§ Excerpt provided:

..............................

Mounk took the angle that not only were journalists driving readers away, they were driving their supposed friends in the Democratic Party into an electoral ditch, thanks to “the aspiration of many journalists to save democracy” which, he argued, “has not just proven counterproductive because it drove a big part of their readership away from mainstream outlets, but “deprived Democrats of key facts they would have needed to make good strategic decisions[.]”

He added that this “ironically, has helped to strengthen the very political forces that the journalists who were self-consciously striving to preserve democracy were trying to contain.”

How? For one, by sweeping President Biden’s obvious cognitive struggles under the rug.

As it happens, the reluctance to level with readers ultimately accomplished the opposite of what was intended. It allowed Biden to stay in the race long enough to make the entire Democratic establishment complicit in covering up the true state of his mental health. And it made it virtually impossible to stage an open primary to choose his successor.

Mounk described the bubble of (yes) “elite misinformation” journalists erected to shield Biden but which left Democrats driving blind, leaving “palpable” “irony” with journalists being “careful not to emphasize facts which might make it harder for Democrats to beat Trump.”

He continued:

But at each step, this created a bubble of “elite misinformation” that made it impossible for Democrats to make the hard strategic choices they needed to win the election….

Mounk got in some well-deserved hits on the media’s hypocritical outrage over right-wing “misinformation”:

If you were a faithful reader of The New York Times or a frequent listener of NPR, you were less likely than the average American citizen to believe that Biden was suffering from serious mental decline or that Harris was an unpopular politician with a steeply uphill path towards winning the presidential election.

..............................

[Stored data]
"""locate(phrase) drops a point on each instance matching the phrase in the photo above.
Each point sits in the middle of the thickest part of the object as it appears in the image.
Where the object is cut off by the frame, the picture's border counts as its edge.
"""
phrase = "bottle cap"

..............................

§ Goal of the exercise:
Set down the part of the excerpt on Mounk's critique of journalists that begins at the words "He added that" and stops after "choose his successor.".

§ Task solution:
He added that this “ironically, has helped to strengthen the very political forces that the journalists who were self-consciously striving to preserve democracy were trying to contain.”

How? For one, by sweeping President Biden’s obvious cognitive struggles under the rug.

As it happens, the reluctance to level with readers ultimately accomplished the opposite of what was intended. It allowed Biden to stay in the race long enough to make the entire Democratic establishment complicit in covering up the true state of his mental health. And it made it virtually impossible to stage an open primary to choose his successor.